Task statement: Say the number of lines in the records below that hold the word "palm", and only that number.

Point-per-instance localization data:
————————

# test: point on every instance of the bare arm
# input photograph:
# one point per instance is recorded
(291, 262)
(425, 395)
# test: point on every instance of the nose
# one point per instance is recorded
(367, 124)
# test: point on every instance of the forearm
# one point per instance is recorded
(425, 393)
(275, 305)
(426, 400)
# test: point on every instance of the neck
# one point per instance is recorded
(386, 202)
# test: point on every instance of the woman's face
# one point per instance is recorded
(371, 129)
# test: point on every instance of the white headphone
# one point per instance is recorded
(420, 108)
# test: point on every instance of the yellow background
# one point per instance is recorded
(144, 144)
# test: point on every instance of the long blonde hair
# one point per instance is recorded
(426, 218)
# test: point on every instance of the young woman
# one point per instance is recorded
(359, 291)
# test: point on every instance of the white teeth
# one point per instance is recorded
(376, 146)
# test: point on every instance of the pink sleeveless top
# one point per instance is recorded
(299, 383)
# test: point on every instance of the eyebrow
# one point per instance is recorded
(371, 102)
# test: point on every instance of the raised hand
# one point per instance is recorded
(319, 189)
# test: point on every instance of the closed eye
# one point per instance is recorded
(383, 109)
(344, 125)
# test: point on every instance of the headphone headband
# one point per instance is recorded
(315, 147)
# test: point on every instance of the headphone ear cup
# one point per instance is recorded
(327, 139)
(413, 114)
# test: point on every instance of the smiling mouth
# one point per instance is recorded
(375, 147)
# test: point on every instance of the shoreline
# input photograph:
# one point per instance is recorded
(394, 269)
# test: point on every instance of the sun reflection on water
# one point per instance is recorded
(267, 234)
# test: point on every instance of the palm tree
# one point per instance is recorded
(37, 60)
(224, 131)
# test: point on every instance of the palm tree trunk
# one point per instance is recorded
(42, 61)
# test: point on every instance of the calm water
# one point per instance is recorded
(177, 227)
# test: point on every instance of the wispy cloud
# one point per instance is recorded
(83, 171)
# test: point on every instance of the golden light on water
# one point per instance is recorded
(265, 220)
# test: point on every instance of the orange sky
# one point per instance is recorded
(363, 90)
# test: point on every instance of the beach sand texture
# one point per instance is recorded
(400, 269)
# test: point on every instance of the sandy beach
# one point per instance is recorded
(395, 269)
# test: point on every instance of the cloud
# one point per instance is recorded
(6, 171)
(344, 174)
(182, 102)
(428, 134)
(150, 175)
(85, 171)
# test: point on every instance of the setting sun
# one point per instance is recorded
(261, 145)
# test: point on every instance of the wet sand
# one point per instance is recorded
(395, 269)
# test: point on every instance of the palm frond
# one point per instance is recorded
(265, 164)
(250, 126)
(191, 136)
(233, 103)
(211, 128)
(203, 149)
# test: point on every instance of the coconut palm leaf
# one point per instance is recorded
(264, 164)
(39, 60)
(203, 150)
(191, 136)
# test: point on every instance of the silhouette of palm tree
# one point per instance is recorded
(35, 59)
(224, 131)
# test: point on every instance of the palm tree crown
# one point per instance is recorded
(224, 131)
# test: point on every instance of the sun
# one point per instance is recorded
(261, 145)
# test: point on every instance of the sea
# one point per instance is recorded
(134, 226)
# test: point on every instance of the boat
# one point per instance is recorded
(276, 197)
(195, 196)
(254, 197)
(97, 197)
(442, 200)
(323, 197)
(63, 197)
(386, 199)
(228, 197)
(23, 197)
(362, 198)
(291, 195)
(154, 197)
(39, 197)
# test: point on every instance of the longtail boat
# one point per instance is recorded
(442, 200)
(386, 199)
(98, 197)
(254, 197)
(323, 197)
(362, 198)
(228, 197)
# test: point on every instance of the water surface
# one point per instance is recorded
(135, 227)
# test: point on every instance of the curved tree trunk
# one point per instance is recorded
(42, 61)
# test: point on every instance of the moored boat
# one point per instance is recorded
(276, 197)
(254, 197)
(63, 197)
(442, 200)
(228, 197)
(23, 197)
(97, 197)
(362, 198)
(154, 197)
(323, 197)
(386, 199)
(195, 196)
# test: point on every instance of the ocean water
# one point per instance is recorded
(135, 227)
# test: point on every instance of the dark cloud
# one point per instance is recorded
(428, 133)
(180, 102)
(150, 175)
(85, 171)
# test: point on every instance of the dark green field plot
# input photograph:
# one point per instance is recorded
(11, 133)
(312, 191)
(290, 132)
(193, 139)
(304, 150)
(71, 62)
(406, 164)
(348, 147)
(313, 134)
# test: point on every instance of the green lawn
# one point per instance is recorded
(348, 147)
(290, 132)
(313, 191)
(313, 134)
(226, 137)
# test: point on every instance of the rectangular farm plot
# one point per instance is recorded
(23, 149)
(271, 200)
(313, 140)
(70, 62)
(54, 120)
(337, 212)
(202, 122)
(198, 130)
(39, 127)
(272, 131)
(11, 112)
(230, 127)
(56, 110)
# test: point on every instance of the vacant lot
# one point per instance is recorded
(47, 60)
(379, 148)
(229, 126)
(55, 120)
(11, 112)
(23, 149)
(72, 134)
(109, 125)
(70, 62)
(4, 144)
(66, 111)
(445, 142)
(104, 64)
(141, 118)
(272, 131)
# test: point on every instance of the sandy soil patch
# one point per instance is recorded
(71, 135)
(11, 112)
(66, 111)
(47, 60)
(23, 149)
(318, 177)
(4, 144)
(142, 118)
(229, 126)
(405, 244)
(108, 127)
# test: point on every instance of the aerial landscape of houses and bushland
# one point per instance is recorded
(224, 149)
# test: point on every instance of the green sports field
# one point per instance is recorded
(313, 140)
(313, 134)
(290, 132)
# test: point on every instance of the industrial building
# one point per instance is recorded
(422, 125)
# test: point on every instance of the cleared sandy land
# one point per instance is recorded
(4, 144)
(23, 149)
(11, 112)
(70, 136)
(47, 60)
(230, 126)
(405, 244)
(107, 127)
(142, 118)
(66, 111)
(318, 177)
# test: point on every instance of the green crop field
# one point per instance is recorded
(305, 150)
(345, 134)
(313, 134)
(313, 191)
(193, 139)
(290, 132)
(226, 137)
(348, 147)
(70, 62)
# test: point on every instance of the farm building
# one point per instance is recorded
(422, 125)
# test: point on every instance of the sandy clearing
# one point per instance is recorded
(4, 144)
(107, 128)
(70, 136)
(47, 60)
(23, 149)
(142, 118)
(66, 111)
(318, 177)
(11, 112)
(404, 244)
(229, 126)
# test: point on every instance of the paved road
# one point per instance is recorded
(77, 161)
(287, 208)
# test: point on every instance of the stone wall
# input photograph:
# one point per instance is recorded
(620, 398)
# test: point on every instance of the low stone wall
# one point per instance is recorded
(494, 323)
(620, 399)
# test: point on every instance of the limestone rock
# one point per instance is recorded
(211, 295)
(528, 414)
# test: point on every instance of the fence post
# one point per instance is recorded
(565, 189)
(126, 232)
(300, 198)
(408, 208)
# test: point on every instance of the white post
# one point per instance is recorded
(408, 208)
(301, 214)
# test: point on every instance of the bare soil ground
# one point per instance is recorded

————————

Output for this exercise: 6